--- START OF Dataset content ---

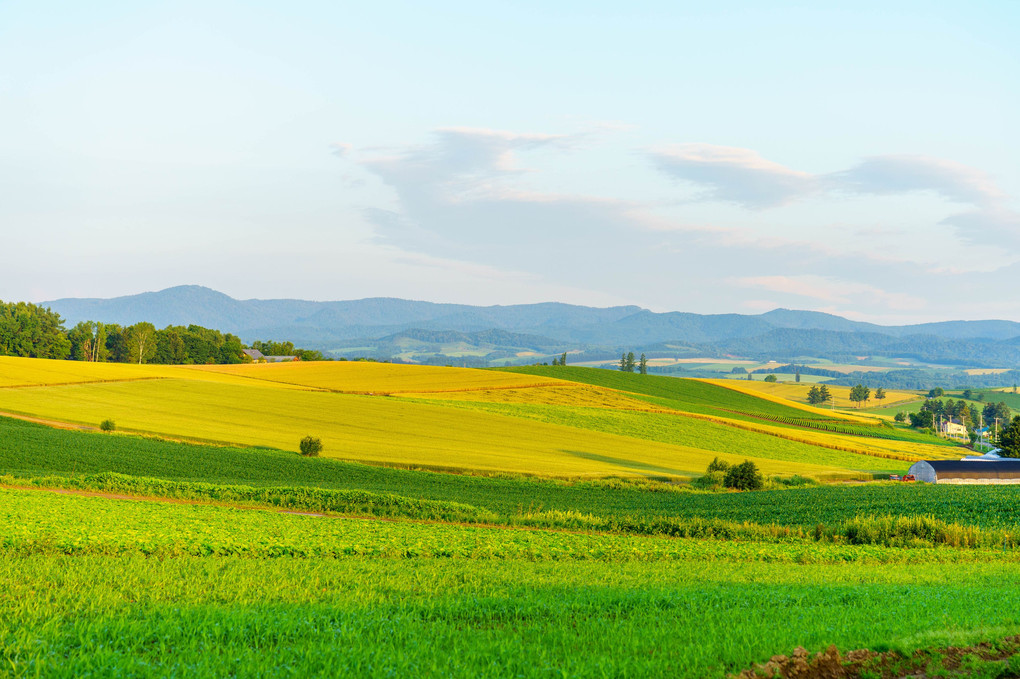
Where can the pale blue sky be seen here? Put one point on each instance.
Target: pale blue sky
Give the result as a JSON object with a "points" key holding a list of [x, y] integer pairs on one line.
{"points": [[710, 157]]}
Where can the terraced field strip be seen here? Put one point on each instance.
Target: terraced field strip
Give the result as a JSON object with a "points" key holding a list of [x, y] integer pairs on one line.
{"points": [[799, 393], [616, 401], [377, 429], [369, 377], [22, 372], [766, 392]]}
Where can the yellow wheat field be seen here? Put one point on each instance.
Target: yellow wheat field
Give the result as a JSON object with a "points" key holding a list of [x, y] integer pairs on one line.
{"points": [[374, 429], [566, 394], [368, 377], [797, 394]]}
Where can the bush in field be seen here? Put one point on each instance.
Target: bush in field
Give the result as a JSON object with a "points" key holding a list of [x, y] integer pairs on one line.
{"points": [[311, 447], [744, 476], [717, 465], [710, 481]]}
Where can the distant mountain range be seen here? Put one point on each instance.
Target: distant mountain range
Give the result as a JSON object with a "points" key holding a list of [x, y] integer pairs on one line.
{"points": [[389, 326]]}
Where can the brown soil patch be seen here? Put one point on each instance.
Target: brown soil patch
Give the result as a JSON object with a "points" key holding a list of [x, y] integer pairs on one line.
{"points": [[830, 664]]}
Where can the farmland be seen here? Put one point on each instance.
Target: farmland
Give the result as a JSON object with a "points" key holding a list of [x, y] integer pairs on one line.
{"points": [[227, 596], [451, 419], [194, 539]]}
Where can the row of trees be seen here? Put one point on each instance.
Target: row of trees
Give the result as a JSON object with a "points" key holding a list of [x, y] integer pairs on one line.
{"points": [[31, 330], [934, 409]]}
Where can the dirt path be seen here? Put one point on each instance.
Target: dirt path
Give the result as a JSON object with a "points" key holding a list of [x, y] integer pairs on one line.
{"points": [[57, 424]]}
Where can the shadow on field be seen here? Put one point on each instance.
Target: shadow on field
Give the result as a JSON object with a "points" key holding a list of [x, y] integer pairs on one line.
{"points": [[650, 470]]}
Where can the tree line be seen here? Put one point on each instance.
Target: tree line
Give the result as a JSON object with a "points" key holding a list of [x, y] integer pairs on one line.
{"points": [[30, 330]]}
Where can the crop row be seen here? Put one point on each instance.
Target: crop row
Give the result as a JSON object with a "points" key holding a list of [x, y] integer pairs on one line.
{"points": [[39, 522]]}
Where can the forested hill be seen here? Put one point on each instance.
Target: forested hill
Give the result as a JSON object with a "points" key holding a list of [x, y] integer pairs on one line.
{"points": [[318, 323]]}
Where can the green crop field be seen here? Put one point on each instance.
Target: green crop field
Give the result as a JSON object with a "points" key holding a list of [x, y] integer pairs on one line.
{"points": [[91, 585], [29, 450], [195, 541]]}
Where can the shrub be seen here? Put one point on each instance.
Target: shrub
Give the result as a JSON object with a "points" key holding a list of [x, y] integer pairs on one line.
{"points": [[717, 465], [311, 446], [710, 481], [744, 476]]}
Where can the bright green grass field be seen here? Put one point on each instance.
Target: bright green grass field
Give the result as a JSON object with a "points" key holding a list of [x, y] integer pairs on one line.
{"points": [[410, 601]]}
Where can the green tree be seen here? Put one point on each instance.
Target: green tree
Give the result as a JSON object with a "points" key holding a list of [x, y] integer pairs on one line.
{"points": [[88, 342], [717, 465], [141, 342], [627, 362], [33, 331], [311, 447], [170, 348], [744, 476], [924, 419], [1009, 439], [116, 344], [860, 394]]}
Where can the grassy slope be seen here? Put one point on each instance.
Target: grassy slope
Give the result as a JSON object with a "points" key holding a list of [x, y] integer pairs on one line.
{"points": [[32, 450], [259, 406], [422, 601], [729, 442], [363, 428], [719, 400]]}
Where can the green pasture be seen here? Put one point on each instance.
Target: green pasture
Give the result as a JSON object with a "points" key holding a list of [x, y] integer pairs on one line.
{"points": [[256, 593]]}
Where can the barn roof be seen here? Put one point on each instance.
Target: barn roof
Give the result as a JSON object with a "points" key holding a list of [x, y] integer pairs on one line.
{"points": [[976, 468]]}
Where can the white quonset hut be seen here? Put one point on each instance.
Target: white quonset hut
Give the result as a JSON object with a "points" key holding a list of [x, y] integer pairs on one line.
{"points": [[966, 471]]}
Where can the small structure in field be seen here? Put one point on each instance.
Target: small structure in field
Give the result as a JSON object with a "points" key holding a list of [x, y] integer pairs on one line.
{"points": [[967, 471], [953, 428], [255, 355]]}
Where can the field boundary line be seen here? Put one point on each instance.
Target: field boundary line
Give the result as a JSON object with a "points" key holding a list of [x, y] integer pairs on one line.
{"points": [[86, 381], [320, 515]]}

--- END OF Dataset content ---

Print the records exactly as they appear, starting at the line that contains "Where can the field" and continuing through the end of the records, with both ends included.

Where can the field boundary line be seen here? Put one point on each instance.
Target: field boundary line
Give the result as a JSON object with a "points" key holding a list of [x, y] integer pairs on one line.
{"points": [[86, 381], [320, 515]]}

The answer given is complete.